--- START ---

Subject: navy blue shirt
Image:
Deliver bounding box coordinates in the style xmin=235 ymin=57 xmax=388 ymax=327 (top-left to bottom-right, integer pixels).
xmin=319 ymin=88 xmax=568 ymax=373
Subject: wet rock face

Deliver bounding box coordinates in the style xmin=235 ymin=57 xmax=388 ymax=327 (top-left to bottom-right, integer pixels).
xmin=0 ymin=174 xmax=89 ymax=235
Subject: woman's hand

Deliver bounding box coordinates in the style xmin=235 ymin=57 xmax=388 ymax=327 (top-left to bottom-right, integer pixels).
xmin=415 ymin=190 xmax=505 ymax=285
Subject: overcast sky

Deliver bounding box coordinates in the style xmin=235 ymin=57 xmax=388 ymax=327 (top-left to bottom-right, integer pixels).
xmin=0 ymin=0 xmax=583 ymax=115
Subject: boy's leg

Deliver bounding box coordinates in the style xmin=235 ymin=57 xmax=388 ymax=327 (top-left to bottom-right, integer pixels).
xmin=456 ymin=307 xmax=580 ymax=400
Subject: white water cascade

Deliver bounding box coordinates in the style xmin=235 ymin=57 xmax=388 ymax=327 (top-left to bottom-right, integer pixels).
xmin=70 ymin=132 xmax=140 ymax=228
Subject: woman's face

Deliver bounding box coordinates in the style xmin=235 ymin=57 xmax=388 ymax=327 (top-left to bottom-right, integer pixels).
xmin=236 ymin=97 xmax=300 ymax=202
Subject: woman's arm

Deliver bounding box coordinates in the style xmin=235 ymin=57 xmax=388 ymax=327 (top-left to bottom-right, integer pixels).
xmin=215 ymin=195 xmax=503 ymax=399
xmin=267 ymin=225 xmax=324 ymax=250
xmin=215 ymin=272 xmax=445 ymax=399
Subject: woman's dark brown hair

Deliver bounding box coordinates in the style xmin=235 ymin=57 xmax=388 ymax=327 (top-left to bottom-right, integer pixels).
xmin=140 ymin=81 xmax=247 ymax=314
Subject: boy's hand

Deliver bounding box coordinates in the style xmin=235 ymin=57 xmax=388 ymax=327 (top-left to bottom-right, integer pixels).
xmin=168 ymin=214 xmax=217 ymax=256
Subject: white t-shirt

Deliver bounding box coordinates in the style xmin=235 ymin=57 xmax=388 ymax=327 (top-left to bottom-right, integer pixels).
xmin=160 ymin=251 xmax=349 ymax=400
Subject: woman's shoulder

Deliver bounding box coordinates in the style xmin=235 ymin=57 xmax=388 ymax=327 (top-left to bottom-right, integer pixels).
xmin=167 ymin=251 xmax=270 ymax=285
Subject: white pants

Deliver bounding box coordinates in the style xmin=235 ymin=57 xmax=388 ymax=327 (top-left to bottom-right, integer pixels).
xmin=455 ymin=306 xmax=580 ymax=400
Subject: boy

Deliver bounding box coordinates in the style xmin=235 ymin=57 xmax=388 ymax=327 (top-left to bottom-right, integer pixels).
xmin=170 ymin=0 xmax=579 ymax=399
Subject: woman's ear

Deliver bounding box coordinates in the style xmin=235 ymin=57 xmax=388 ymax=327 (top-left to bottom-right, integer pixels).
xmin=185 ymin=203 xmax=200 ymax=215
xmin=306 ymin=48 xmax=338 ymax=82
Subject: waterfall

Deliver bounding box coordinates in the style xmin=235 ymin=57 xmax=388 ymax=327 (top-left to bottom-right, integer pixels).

--- END ---

* [Written task]:
Copy the data word for word, from its first line through the line containing "xmin=319 ymin=88 xmax=568 ymax=373", both included.

* [Final answer]:
Subject: navy blue shirt
Image:
Deliver bounding box coordinates in the style xmin=235 ymin=57 xmax=388 ymax=327 (top-left to bottom-right, integer pixels).
xmin=319 ymin=88 xmax=568 ymax=373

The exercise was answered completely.